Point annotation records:
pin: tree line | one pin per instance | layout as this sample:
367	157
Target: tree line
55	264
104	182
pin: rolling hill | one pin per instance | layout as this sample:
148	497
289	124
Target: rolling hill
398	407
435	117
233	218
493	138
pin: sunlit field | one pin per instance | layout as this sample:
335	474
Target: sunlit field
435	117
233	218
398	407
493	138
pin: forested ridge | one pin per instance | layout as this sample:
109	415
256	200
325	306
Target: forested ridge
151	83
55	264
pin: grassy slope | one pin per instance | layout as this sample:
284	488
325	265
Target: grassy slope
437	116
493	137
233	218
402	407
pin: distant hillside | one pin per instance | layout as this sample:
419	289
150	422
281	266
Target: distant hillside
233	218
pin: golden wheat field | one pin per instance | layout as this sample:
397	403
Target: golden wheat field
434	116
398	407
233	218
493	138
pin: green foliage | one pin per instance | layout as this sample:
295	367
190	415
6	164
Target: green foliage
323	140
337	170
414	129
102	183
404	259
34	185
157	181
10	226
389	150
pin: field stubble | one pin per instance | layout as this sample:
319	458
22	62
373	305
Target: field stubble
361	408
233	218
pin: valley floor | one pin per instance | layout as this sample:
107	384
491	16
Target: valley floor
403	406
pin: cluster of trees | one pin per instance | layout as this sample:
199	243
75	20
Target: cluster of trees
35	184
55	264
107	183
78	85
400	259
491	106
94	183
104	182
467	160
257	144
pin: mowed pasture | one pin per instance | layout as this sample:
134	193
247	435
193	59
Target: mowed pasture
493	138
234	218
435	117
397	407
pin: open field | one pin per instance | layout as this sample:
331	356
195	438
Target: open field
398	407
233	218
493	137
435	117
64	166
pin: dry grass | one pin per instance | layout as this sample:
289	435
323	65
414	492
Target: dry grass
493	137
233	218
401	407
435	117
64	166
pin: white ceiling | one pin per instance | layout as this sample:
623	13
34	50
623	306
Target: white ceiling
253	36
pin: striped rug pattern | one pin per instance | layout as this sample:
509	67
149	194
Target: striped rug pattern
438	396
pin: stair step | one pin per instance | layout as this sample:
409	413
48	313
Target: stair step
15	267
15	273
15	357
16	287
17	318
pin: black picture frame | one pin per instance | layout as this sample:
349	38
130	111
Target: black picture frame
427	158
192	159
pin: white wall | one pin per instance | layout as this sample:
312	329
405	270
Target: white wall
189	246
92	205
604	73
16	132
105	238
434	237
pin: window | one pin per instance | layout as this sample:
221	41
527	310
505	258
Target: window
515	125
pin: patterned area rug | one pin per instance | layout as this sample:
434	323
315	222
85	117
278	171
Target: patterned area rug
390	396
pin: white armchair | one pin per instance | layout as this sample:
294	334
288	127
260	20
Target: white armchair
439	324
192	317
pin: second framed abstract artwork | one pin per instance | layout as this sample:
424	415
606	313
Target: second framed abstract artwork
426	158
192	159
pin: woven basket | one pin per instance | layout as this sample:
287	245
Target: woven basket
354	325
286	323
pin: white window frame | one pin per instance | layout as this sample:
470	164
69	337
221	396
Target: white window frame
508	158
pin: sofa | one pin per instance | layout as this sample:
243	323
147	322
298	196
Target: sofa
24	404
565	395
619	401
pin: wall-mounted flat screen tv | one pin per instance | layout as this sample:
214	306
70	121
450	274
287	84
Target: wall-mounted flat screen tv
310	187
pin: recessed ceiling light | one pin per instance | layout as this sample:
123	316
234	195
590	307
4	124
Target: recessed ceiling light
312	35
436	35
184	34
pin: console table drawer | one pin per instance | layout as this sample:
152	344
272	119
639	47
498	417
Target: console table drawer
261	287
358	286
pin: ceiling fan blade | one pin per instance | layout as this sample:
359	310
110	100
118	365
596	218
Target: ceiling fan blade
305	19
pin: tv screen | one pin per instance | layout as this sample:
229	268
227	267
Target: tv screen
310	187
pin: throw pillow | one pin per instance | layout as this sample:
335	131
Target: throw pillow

**Work instructions**:
Write out all of the records once more, exactly.

**Reply**:
pin: tree line | one pin per instance | layout as this sample:
367	157
Target: tree line
55	264
104	182
pin: rolling hill | one pin per instance | layout as this sample:
148	497
289	124
Target: rolling hill
398	407
435	117
233	218
493	138
pin: sunlit field | one pin per instance | layout as this sample:
335	474
Target: sunlit field
435	117
233	218
398	407
493	138
pin: forested ridge | one pin per instance | layout as this sample:
109	415
256	200
325	306
Target: forested ridge
151	83
55	264
pin: grassy slope | one pin per instance | layout as this sample:
284	488
325	265
Target: grassy slope
437	116
493	137
233	218
402	407
pin: distant hillside | one pin per instance | layout as this sample:
419	289
150	422
281	266
Target: distant hillside
233	218
pin: golden wheat field | one pin per instance | layout as this sample:
397	403
Target: golden wheat field
434	116
398	407
233	218
493	138
pin: green foliage | one pin per instance | layout as this sample:
295	367
190	415
6	164
Target: green foliage
323	140
337	170
414	129
102	183
404	259
34	185
157	181
10	226
389	150
pin: field stubble | one pin per instance | layout as this sample:
319	458
22	62
373	305
Target: field stubble
361	408
233	218
pin: valley floor | one pin per instance | layout as this sample:
107	384
491	16
Target: valley floor
403	406
pin: cluster of trees | one pin per instance | layout as this sample:
199	243
75	20
Target: cluster of trees
35	184
55	264
107	183
78	85
400	259
491	106
94	183
104	182
467	160
257	144
pin: mowed pasture | one pin per instance | layout as this sample:
134	193
247	435
193	59
Target: mowed pasture
493	138
234	218
435	117
397	407
pin: open field | one pin per instance | layout as this sample:
331	356
195	438
Target: open field
398	407
233	218
493	137
435	117
64	166
pin: dry grass | one pin per instance | layout as this sample:
289	435
323	65
414	492
Target: dry grass
493	137
233	218
401	407
435	117
64	166
pin: white ceiling | one pin per instance | layout as this sample:
623	13
34	50
623	306
Target: white ceiling
253	36
pin: striped rug pattern | one pin per instance | layout as this sample:
509	67
149	194
Target: striped rug pattern
438	396
pin: stair step | one pin per instance | layout as this sample:
409	413
48	313
Target: stair step
15	267
15	273
15	357
16	287
17	318
pin: black picture frame | one pin per instance | layout as this sample:
349	38
130	111
Target: black picture frame
427	158
192	159
pin: white wall | one pin per instance | layout as this sample:
312	329
405	270
Target: white wall
189	246
92	205
604	73
16	132
105	238
434	237
pin: window | one pin per instance | layout as this sample:
221	41
527	310
505	258
Target: window
515	125
pin: patterned area rug | one pin per instance | layout as this sample:
434	323
315	222
85	117
278	171
Target: patterned area rug
390	396
pin: white armchair | one pin per instance | layout as this sample:
294	334
288	127
260	20
Target: white armchair
439	324
192	317
pin: second framed abstract artwork | one pin per instance | layout as this sample:
424	415
606	313
Target: second framed abstract artwork
426	158
192	159
pin: woven basket | one pin per instance | layout as this sample:
287	245
Target: woven basket
354	325
286	323
pin: white window frame | one pin per instance | layout as this sample:
470	164
69	337
221	396
Target: white window frame
508	158
pin: sofa | one pin per instance | layout as this sample:
243	323
147	322
298	196
Target: sofa
24	404
565	395
619	401
pin: wall-mounted flat screen tv | one pin per instance | layout as this sample:
214	306
70	121
450	274
287	84
Target: wall-mounted flat screen tv
310	187
pin: recessed ceiling light | one pin per instance | layout as this sample:
123	316
234	195
590	307
4	124
Target: recessed ceiling light
312	35
436	35
184	34
pin: console table drawer | one pin per instance | layout as this sample:
152	344
272	119
639	47
498	417
Target: console table drawer
261	287
358	286
pin: ceiling fan blade | one pin per instance | layout as this sample:
359	310
110	100
118	365
596	218
Target: ceiling fan blade
305	19
pin: tv screen | one pin per instance | layout as this sample:
229	268
227	267
Target: tv screen
310	187
pin: throw pillow | one pin per instance | layout as this sample:
335	131
Target: throw pillow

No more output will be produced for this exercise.